Supplied records:
☆ ☆ ☆ ☆ ☆

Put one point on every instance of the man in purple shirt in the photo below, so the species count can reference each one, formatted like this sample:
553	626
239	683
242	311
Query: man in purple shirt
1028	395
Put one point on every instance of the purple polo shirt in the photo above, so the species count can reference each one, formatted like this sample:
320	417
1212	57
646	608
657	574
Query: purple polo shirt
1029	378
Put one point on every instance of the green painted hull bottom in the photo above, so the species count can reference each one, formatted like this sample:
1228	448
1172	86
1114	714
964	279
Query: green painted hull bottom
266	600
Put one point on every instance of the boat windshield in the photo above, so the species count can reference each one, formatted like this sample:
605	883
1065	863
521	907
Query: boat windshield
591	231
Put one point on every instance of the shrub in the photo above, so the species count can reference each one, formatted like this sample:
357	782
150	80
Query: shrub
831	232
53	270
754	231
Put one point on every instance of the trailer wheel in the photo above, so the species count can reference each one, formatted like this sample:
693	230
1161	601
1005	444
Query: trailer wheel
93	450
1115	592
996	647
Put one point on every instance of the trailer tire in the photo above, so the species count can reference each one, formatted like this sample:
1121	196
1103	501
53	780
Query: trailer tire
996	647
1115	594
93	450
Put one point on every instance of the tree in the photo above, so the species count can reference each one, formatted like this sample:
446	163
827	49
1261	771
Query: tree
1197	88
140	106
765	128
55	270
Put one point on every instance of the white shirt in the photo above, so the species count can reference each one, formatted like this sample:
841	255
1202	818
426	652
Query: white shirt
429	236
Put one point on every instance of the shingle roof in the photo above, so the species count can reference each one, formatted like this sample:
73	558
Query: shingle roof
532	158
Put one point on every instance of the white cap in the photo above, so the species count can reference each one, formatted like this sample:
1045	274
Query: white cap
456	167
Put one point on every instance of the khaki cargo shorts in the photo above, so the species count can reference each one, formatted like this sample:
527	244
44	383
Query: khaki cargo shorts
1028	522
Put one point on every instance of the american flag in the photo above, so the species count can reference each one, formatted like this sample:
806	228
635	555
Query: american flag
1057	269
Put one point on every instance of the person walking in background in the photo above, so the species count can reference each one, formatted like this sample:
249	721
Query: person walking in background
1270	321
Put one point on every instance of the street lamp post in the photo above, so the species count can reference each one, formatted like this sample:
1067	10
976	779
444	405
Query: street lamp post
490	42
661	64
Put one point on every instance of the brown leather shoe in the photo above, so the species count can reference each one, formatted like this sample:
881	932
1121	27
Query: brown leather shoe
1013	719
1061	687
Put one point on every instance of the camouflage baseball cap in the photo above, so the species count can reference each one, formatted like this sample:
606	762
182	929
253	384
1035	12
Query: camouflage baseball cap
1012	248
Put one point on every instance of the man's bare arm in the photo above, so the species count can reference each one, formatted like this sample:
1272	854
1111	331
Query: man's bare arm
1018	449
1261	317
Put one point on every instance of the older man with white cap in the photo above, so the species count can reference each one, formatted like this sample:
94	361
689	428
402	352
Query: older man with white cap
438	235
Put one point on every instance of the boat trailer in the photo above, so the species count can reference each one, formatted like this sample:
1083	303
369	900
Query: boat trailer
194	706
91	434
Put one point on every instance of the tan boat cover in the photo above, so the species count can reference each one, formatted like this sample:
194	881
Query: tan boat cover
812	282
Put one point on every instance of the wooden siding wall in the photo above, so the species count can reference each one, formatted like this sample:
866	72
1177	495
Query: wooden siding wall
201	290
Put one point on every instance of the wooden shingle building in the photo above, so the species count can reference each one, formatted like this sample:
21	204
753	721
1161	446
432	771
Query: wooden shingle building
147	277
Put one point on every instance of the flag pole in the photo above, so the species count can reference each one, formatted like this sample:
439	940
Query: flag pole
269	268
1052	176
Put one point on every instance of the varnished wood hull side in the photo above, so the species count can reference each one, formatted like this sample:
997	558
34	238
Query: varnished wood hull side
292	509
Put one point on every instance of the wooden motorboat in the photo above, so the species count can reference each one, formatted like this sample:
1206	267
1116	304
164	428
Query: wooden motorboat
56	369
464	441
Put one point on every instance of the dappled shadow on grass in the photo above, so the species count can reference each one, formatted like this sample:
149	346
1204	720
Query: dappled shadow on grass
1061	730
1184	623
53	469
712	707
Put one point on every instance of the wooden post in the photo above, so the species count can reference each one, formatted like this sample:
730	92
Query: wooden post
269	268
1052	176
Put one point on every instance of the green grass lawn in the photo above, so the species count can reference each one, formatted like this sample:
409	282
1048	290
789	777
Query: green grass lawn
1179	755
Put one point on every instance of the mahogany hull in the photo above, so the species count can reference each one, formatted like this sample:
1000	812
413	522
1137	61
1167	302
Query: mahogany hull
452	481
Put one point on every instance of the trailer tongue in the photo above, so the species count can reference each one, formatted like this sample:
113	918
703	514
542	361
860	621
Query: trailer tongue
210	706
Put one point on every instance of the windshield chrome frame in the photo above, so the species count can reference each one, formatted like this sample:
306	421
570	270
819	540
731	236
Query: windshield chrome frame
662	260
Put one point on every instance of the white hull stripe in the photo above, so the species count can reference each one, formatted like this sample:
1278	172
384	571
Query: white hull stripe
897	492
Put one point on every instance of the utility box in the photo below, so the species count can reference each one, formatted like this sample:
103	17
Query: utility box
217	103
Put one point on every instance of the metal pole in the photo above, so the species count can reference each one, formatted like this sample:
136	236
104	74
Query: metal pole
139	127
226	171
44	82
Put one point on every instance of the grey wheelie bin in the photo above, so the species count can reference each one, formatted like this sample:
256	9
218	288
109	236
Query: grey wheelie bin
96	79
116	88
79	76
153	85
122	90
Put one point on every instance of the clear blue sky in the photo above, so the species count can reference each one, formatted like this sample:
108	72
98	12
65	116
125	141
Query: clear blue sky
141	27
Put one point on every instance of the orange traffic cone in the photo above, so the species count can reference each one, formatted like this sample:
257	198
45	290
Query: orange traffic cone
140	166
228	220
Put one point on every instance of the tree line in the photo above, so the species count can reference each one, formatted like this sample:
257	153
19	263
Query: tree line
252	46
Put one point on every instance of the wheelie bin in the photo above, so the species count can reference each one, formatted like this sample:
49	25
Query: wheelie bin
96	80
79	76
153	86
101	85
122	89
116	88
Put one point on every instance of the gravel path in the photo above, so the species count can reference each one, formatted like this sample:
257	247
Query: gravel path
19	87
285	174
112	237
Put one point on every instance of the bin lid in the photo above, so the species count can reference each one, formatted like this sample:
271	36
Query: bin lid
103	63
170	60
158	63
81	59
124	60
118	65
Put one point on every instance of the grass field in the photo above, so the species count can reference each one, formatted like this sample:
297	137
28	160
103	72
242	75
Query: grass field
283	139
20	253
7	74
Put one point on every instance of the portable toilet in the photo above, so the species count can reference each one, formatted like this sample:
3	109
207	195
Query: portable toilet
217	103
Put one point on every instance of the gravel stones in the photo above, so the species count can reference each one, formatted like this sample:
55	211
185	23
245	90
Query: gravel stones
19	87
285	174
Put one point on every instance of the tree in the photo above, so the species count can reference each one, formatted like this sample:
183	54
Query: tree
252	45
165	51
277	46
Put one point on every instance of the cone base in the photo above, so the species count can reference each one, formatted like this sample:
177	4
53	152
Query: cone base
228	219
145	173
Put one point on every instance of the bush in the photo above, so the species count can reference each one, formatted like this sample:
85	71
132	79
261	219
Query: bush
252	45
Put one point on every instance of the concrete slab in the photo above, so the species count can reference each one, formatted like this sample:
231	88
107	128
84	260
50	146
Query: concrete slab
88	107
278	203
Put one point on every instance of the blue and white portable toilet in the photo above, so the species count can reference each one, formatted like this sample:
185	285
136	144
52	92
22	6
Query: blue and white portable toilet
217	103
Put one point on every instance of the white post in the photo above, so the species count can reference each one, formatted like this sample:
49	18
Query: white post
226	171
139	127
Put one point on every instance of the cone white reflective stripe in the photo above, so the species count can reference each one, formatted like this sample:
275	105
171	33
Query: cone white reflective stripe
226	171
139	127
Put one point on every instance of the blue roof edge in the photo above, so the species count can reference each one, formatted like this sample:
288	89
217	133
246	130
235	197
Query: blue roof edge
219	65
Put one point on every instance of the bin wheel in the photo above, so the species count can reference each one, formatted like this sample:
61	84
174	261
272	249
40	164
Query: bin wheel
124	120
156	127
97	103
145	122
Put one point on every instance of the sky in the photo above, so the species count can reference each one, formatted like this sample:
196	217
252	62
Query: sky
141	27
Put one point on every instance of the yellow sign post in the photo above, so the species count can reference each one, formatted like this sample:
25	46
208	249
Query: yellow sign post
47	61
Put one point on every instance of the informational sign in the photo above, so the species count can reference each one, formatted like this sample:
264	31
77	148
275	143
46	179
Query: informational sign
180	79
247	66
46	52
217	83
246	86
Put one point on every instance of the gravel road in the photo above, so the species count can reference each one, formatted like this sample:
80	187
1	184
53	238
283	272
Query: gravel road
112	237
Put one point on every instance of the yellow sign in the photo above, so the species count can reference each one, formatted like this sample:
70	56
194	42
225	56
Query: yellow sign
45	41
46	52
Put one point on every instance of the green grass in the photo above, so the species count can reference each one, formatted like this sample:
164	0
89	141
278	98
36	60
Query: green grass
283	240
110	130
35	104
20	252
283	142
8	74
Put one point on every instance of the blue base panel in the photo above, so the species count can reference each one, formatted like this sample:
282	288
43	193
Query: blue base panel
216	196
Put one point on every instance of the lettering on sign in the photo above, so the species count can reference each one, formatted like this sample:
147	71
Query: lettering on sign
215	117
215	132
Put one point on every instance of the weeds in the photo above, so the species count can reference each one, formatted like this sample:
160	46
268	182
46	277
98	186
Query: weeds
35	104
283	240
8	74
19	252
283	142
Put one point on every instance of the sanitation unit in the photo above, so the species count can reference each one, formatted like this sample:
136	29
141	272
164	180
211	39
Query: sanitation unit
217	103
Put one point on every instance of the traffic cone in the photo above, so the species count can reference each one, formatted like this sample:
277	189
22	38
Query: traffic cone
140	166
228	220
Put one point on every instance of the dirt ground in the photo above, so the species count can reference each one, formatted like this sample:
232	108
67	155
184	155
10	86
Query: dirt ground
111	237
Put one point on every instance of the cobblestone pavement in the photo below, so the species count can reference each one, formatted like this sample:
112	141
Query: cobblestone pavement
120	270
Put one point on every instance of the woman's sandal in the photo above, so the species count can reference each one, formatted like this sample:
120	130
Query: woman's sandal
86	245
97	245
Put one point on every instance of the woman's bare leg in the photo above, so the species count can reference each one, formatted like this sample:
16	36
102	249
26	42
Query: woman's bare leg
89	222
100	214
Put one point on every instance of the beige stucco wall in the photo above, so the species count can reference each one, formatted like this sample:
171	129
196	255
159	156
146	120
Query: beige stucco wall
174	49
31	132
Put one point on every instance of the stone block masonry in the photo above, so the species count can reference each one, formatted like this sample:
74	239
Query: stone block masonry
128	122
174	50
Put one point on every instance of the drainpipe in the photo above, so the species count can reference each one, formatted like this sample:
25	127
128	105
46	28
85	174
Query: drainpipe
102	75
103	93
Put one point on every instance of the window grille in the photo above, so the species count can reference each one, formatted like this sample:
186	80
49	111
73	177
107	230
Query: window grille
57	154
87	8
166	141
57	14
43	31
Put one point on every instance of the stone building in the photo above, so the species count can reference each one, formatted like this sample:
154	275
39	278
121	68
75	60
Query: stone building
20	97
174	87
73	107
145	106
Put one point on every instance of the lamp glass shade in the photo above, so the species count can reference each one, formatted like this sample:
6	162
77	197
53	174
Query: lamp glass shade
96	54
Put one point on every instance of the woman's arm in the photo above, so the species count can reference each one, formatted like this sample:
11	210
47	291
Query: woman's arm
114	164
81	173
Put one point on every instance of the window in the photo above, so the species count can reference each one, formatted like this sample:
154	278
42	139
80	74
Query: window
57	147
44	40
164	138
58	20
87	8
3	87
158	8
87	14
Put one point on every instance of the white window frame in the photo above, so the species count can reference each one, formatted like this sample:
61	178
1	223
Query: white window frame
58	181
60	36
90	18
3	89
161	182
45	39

☆ ☆ ☆ ☆ ☆

Given problem: Return, word for word, every line from the line with "Put one point on every instance of the lamp" to the final line of the data.

Full output:
Put one point on every instance of the lamp glass shade in the photo above, so the species count can reference each one, formatted like this sample:
6	162
77	197
53	174
Query: lamp glass shade
96	54
Put one point on every instance of the woman's arm in the photo above, so the species count can reference each one, formatted like this sample:
11	210
47	291
Query: woman's arm
114	164
81	173
Put one point on every instance of the window in the photo above, so the species count can reference each one, formatted like this sample:
154	278
42	139
80	74
Query: window
57	147
44	40
164	138
58	20
87	8
3	87
158	8
87	14
Put one point on every instance of the white window frame in the photo above, so the species count can reference each one, formatted like this sample:
61	178
1	223
Query: white window frame
58	181
60	36
90	18
3	89
161	182
45	39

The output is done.